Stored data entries

-- start --

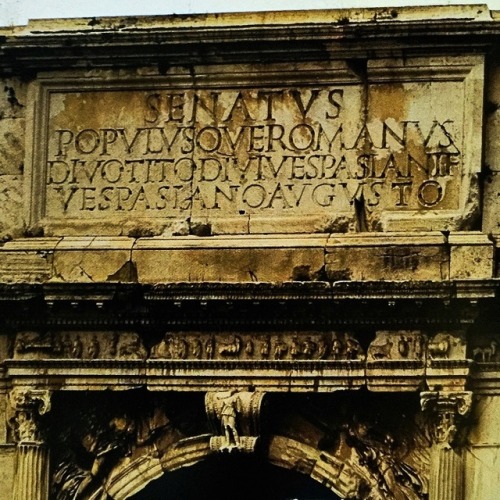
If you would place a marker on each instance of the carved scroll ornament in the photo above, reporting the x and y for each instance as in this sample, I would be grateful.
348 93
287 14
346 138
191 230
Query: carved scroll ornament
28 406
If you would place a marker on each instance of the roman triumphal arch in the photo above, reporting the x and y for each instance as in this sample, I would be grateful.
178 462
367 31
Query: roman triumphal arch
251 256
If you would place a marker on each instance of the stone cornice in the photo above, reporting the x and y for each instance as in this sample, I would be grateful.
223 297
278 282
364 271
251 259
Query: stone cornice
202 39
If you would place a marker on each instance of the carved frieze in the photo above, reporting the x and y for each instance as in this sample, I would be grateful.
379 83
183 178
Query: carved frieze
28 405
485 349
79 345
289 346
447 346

-- end --

▶ Instructions to follow
Reproduce every line of the items, requests included, starting with the line containing "of the roman" and continuing through the end of the items. Add -149 to each coordinate in the answers.

▶ Task answer
If you would place a marker on each instance of the roman triumphal arch in the photo above, reporting the x and y for each instance as in this sample, I would be grateful.
178 462
367 31
Query: roman triumphal arch
102 107
If you would place a marker on each instance of the stone cornice in the photo above, reporting the x and y for each instance as in this sample, I would be grateful.
223 297
278 282
364 271
251 259
Query: stone cornice
53 -110
If you would place a marker on each instance of the carved frieze in the photo above, reporting the x and y for each instance as in this sample, I would be grateful.
379 83
183 178
Query: carved frieze
-121 256
336 200
-70 196
140 197
298 197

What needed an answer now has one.